[MUD-Dev] Design iterations (Was: R & D)

Frank Crowell frankc at maddog.com
Fri Jun 7 17:50:52 CEST 2002


From: "Brian Bilek" <brian at darkalley.net>

> However, this particular game company treated milestones as timed
> events - it was crunch time before a 'milestone,' everyone worked
> late and worked weekends trying to complete their bits of code,
> art, or design prior to reaching the 'milestone' date.  Is this
> just a word used in a different way, what I would call 'staged
> releases,' with those releases being held to a deadline?  Maybe
> this was unique to that company?  Or is this a difference between
> game companies and other software development groups that you've
> seen throughout the industry?

Actually it is not a game company thing, but a fairly common
practice.  This is time-box corrupted to it's worst.  The project
manager that causes these periodic crunches should be flogged with a
rubber chicken.

Companies that do things like this, and many are like this, are
worse than sweatshops.  The game companies are more prone to
experience this because it is made up of a lot of young people that
don't have families or don't care that they don't see the home for
days at a time.  Dot coms always used the excuse that they were
startups and needed to get that edge over the competition.  Edge?

— SUPPLIED INFORMATION —
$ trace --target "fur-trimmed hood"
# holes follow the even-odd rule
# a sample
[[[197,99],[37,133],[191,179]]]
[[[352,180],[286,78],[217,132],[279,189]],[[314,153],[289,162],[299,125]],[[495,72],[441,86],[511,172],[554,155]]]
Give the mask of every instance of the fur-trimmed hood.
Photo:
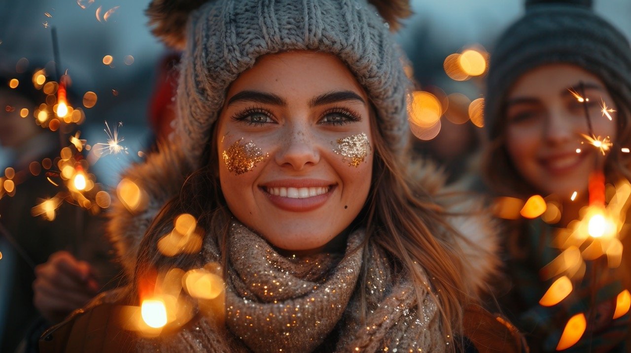
[[[466,272],[463,279],[469,292],[488,292],[487,283],[497,274],[500,263],[496,255],[498,226],[490,213],[484,212],[481,200],[468,195],[441,197],[453,195],[458,190],[445,187],[445,177],[433,163],[420,161],[411,168],[413,175],[430,197],[445,200],[441,204],[454,214],[449,217],[449,222],[463,236],[456,238],[454,246],[463,252],[463,270]],[[108,235],[129,278],[134,275],[143,235],[162,206],[179,193],[186,176],[193,171],[182,149],[171,144],[161,146],[144,163],[133,166],[123,173],[122,178],[137,185],[144,200],[130,211],[118,190],[118,197],[114,198],[109,213]]]

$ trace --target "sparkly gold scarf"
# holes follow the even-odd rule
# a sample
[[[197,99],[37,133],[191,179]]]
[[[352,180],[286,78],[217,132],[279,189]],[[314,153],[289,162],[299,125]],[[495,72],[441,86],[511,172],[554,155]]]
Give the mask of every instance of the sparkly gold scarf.
[[[287,258],[233,224],[228,244],[225,327],[203,316],[192,328],[160,342],[143,340],[141,350],[444,351],[449,344],[436,304],[426,296],[417,315],[411,280],[394,273],[383,250],[372,242],[362,246],[364,237],[361,230],[350,234],[343,255]],[[358,286],[362,258],[367,262],[365,288]],[[364,320],[362,291],[368,308]]]

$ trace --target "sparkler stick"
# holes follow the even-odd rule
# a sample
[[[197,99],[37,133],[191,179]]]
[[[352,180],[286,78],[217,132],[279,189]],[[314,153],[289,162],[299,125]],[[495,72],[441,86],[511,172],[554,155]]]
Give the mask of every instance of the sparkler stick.
[[[50,35],[52,36],[52,55],[55,60],[55,76],[57,76],[57,82],[61,80],[61,59],[59,56],[59,44],[57,40],[57,28],[53,26],[50,28]]]
[[[15,238],[14,238],[13,236],[10,233],[9,233],[9,231],[4,228],[4,226],[3,225],[2,223],[0,223],[0,234],[1,234],[3,236],[6,238],[6,240],[8,240],[9,243],[11,243],[11,246],[13,246],[13,248],[15,249],[15,251],[18,252],[18,254],[20,256],[20,257],[22,258],[22,260],[23,260],[27,263],[27,264],[28,265],[28,266],[31,268],[32,270],[35,271],[35,262],[33,262],[33,260],[28,256],[28,255],[27,254],[27,252],[24,251],[24,249],[23,249],[21,246],[20,246],[20,244],[18,244],[18,242],[16,241]]]

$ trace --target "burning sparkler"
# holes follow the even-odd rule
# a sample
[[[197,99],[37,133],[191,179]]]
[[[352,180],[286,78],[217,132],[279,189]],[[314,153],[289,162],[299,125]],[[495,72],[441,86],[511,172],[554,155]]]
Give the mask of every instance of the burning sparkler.
[[[122,126],[122,123],[119,122],[119,126]],[[124,141],[125,139],[124,137],[119,139],[118,128],[117,127],[114,127],[113,129],[110,130],[110,126],[107,125],[107,122],[105,122],[105,128],[106,129],[104,129],[103,130],[107,134],[107,142],[97,142],[95,144],[103,146],[98,149],[98,152],[100,152],[102,154],[116,154],[117,153],[121,153],[121,152],[124,152],[126,154],[129,153],[127,151],[126,147],[119,144],[121,142]]]
[[[613,146],[613,143],[611,142],[611,139],[609,136],[604,138],[601,138],[600,136],[594,136],[592,135],[589,136],[584,134],[581,134],[586,140],[589,142],[590,144],[598,148],[603,155],[604,156],[606,153],[611,149],[611,146]]]
[[[614,110],[613,109],[611,109],[608,107],[607,107],[606,103],[604,103],[604,100],[602,100],[602,102],[603,102],[603,106],[601,107],[601,112],[603,113],[603,116],[607,117],[607,118],[609,119],[610,120],[613,120],[613,119],[611,119],[611,115],[610,113],[614,113],[615,112],[615,110]]]

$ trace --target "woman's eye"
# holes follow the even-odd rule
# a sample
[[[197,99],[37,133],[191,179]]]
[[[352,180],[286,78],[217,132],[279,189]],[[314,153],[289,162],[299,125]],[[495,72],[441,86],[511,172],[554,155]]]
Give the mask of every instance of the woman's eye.
[[[266,112],[246,111],[237,115],[234,119],[251,125],[261,125],[274,122],[269,113]]]
[[[525,110],[511,114],[509,121],[510,124],[527,124],[535,121],[540,113],[535,110]]]
[[[350,122],[358,121],[360,119],[349,113],[334,112],[326,114],[320,120],[321,124],[330,125],[343,125]]]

— EXERCISE TASK A —
Answer these questions from the post:
(i) On what date was the post sent?
(ii) With what does the reply say the project manager should be flogged?
(iii) What excuse does the post say dot coms always used?
— EXERCISE TASK B —
Quote the post from "Actually it is" to "rubber chicken.".
The rows play no part in this work.

— TASK SOLUTION A —
(i) Friday, June 7, 2002.
(ii) A rubber chicken.
(iii) That they were startups and needed to get that edge over the competition.

— TASK SOLUTION B —
Actually it is not a game company thing, but a fairly common
practice.  This is time-box corrupted to it's worst.  The project
manager that causes these periodic crunches should be flogged with a
rubber chicken.